DATA SHOWN START

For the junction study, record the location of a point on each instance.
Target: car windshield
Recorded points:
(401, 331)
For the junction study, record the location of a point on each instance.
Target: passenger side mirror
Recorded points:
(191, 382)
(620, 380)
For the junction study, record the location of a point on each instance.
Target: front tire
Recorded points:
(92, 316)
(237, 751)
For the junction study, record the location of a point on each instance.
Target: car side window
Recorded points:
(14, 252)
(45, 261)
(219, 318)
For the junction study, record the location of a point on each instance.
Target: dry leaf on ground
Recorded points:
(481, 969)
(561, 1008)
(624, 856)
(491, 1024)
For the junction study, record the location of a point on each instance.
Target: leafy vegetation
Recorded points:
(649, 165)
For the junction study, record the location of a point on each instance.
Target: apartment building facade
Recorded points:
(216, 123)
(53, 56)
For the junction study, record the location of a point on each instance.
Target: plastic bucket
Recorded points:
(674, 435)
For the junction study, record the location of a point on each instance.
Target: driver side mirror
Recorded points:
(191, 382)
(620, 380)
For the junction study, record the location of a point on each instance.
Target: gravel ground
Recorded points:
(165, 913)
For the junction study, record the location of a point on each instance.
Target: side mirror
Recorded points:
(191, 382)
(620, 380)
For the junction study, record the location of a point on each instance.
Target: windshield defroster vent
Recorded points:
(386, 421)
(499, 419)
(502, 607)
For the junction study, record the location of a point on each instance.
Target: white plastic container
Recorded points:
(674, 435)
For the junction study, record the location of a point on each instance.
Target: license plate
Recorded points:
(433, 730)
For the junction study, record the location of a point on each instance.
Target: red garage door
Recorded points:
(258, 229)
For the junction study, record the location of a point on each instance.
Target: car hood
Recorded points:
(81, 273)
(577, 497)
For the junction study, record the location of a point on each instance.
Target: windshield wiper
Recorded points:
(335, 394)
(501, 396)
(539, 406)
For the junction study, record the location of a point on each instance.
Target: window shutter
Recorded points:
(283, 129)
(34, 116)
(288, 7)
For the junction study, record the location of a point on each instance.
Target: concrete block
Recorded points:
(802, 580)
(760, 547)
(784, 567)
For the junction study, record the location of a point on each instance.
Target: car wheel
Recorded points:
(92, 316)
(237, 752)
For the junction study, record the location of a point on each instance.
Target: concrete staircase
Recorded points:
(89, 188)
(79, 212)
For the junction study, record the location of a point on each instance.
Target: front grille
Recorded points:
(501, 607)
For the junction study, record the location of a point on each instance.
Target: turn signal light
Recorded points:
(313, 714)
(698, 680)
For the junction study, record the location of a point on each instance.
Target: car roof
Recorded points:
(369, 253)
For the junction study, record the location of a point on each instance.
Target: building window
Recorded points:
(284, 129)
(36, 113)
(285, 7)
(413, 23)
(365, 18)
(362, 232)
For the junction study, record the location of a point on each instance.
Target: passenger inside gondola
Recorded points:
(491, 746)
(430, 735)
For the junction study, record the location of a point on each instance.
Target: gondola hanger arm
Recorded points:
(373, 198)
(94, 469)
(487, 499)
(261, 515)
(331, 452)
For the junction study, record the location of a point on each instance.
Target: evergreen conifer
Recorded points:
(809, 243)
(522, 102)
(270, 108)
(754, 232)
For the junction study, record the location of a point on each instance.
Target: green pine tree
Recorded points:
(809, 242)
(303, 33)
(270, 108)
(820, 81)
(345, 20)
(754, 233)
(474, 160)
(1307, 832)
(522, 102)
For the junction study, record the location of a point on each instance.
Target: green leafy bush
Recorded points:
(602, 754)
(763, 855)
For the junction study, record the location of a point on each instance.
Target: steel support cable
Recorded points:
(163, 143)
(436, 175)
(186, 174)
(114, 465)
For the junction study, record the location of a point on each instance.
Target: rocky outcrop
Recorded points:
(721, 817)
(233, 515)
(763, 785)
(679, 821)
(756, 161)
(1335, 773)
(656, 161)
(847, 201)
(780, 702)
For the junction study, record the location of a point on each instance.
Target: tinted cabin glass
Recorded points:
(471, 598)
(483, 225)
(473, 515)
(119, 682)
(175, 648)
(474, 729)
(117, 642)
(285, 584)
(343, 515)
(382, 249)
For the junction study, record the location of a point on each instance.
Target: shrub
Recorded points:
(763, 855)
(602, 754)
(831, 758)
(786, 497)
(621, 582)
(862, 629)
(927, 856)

DATA SHOWN END

- _AIM OF THE EXERCISE_
Set down every record once more, exactly as written.

- _YOUR SOLUTION_
For the junction study, record the location of a point on each instance.
Target: car windshield
Recorded points:
(401, 331)
For the junction study, record the location of a point on each instance.
Target: passenger side mirror
Recorded points:
(191, 382)
(620, 380)
For the junction study, record the location of a point on each instance.
Target: front tire
Recorded points:
(92, 316)
(237, 751)
For the junction study, record the location of a point on each instance.
Target: car side window
Recorded points:
(14, 252)
(45, 261)
(219, 318)
For the junction study, record the location of a point on each instance.
Target: dry leaf on ground
Recorded points:
(481, 969)
(561, 1008)
(624, 856)
(491, 1024)
For the junction study, record the location of a point on each instance.
Target: leafy vegetation
Recorded points:
(649, 165)
For the junction study, record the location of a point on each instance.
Target: apartment building facade
Recorded points:
(216, 123)
(53, 56)
For the junction study, record the location of a point on each instance.
Target: plastic bucket
Recorded points:
(674, 435)
For the junction study, record the location of a point on each instance.
Target: driver side mirror
Recorded points:
(191, 382)
(620, 380)
For the junction study, record the location of a point on each instance.
Target: gravel ground
Recorded points:
(165, 913)
For the junction study, record the location of a point on each instance.
Target: side mirror
Recorded points:
(191, 382)
(620, 380)
For the junction study, record the location of a point on each instance.
Target: windshield defroster vent
Recorded points:
(386, 421)
(499, 419)
(502, 607)
For the junction study, record the location of a point on each instance.
Target: white plastic container
Recorded points:
(674, 435)
For the junction study, record the location of a point on each instance.
Target: license plate
Recorded points:
(433, 730)
For the junction study, record the location of a point on each instance.
Target: red garage door
Recorded points:
(258, 229)
For the junction study, record the location of a point on each instance.
Target: car hood
Recorded points:
(81, 273)
(577, 497)
For the junction study, record the location of a point on each instance.
Target: windshield wiper
Recorded points:
(335, 394)
(501, 396)
(539, 406)
For the junction study, record the location of a point on each instance.
Target: window shutter
Recorded points:
(283, 129)
(34, 116)
(288, 7)
For the junction study, record the location of a point on each instance.
Target: concrete block
Recorded points:
(802, 580)
(760, 547)
(784, 567)
For the junction study, record the location of a point on each instance.
Target: car wheel
Recorded points:
(92, 316)
(237, 752)
For the junction study, record the location of a point on each instance.
Target: concrete staircase
Recorded points:
(89, 188)
(79, 212)
For the junction study, record the location of a point on each instance.
Target: front grille
Recorded points:
(501, 607)
For the junction study, record the location of a point on each instance.
Target: turn signal light
Recorded points:
(313, 714)
(698, 680)
For the junction study, record the location of a point on each instance.
Target: car roof
Recorded points:
(369, 253)
For the junction study, record the location of a point on each instance.
Target: building window
Recorded points:
(284, 129)
(36, 113)
(285, 7)
(413, 23)
(365, 18)
(362, 232)
For the junction study, record the location of a point on each instance.
Target: passenger inside gondola
Recorded points:
(491, 746)
(430, 735)
For the junction study, record the location of a point on each instance.
Target: gondola hanger arm
Recorded points:
(373, 198)
(94, 469)
(487, 499)
(261, 515)
(331, 452)
For the junction study, record the location of a point on each instance.
Target: evergreen conifer
Recorded points:
(809, 243)
(522, 102)
(270, 108)
(754, 232)
For the junction study, record the location of a point on each instance.
Target: green pine tree
Recorded points:
(809, 242)
(303, 33)
(270, 108)
(820, 81)
(345, 20)
(754, 233)
(474, 160)
(1307, 832)
(522, 102)
For the junction study, record the location of a point on each instance.
Target: green leafy bush
Recorded points:
(602, 754)
(763, 855)
For the junction study, record the location of a point on each instance.
Target: steel support cable
Recorded points:
(163, 143)
(436, 175)
(186, 174)
(114, 465)
For the junction study, record the location of a point on each instance.
Target: rocky outcrop
Recorded points:
(721, 817)
(233, 515)
(763, 785)
(679, 821)
(756, 161)
(1335, 773)
(656, 161)
(847, 201)
(780, 702)
For the junction study, record the location of a point on each instance.
Target: tinted cabin glass
Recorded points:
(471, 598)
(483, 225)
(473, 515)
(119, 682)
(175, 648)
(474, 729)
(117, 642)
(285, 584)
(343, 515)
(382, 249)
For the junction study, record the location of a point on each instance.
Target: shrub
Recorded points:
(763, 855)
(602, 754)
(831, 758)
(786, 497)
(621, 582)
(862, 629)
(927, 856)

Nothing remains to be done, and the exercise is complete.